*Extrahierte Zeilen*

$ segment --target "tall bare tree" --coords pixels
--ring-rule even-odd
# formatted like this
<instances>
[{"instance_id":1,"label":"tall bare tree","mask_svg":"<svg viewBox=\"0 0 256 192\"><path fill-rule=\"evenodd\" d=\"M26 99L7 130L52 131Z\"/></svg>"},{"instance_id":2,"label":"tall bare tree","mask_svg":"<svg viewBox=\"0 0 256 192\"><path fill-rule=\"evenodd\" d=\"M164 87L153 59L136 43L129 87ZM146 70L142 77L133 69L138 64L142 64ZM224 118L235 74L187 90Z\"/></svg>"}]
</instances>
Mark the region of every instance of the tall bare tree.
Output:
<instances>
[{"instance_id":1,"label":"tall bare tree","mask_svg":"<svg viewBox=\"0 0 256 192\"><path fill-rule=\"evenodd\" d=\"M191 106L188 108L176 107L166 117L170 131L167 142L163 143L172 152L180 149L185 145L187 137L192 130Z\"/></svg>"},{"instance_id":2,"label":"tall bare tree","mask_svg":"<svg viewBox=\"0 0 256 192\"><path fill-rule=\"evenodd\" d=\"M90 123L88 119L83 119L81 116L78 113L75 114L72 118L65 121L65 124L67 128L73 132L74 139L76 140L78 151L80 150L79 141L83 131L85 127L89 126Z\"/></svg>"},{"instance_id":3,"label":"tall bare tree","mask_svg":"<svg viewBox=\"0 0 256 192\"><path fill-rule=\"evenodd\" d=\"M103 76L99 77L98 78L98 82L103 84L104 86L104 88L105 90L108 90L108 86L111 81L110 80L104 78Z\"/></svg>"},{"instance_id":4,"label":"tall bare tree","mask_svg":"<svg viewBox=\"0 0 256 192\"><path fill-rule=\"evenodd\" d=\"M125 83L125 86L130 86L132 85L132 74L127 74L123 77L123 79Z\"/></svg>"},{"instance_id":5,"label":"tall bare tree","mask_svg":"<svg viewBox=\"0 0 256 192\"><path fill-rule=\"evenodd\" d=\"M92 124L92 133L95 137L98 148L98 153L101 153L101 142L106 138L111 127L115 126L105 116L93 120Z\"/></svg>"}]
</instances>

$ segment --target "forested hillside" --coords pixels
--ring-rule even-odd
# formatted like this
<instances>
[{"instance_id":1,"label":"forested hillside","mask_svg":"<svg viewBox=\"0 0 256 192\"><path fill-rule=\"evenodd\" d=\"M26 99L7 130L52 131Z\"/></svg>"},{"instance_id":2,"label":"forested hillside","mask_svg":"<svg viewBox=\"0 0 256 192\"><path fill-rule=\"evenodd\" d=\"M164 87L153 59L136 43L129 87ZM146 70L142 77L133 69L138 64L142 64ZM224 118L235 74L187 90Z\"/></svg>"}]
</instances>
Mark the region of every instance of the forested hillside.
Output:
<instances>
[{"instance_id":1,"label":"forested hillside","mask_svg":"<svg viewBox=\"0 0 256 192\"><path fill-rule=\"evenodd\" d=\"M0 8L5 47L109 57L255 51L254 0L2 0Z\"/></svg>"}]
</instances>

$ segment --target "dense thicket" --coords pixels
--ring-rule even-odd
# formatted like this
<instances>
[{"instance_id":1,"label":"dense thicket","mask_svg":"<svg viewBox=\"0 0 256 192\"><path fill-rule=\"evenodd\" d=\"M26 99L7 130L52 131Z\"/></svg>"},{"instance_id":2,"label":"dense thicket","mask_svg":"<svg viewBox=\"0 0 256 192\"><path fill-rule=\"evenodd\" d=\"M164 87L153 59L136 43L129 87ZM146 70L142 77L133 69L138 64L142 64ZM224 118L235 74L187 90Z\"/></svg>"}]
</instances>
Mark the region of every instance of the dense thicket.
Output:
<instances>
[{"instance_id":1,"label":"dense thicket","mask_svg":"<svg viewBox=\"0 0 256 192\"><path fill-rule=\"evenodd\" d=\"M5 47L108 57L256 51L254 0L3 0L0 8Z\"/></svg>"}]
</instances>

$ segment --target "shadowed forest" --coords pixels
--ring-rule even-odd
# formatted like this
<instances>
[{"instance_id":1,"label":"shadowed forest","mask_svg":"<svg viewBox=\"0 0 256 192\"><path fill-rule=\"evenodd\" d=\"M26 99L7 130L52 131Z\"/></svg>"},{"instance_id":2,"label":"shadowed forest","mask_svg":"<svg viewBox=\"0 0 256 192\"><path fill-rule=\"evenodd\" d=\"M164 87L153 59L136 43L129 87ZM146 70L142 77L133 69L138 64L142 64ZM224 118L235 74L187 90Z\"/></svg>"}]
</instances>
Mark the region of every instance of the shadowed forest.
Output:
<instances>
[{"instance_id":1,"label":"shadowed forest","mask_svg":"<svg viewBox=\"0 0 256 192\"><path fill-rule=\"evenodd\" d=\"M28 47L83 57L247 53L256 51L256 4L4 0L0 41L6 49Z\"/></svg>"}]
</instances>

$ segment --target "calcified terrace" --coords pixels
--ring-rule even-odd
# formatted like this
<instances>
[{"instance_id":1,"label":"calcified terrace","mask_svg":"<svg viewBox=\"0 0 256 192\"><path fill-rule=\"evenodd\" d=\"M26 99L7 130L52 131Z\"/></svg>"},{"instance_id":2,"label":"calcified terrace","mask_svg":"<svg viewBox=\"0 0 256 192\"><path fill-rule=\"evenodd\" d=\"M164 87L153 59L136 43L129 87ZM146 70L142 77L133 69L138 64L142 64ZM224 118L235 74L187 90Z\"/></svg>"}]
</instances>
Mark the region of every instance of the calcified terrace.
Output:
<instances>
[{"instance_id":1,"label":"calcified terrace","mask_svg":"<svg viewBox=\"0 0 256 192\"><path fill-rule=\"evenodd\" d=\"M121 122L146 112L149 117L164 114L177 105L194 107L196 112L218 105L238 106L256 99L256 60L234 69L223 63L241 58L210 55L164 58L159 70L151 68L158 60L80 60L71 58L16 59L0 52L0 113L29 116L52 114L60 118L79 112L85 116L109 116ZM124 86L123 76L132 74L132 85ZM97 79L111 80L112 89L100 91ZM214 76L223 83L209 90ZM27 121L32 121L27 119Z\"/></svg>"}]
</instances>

*Zu erstellen*
Entnimm den Zeilen oben jede Zeile, die das Wort „segment“ enthält, und gib sie unverändert wieder. Groß- und Kleinschreibung zählen.

*Ergebnis*
$ segment --target "tall bare tree" --coords pixels
$ segment --target "forested hillside" --coords pixels
$ segment --target "dense thicket" --coords pixels
$ segment --target "shadowed forest" --coords pixels
$ segment --target "calcified terrace" --coords pixels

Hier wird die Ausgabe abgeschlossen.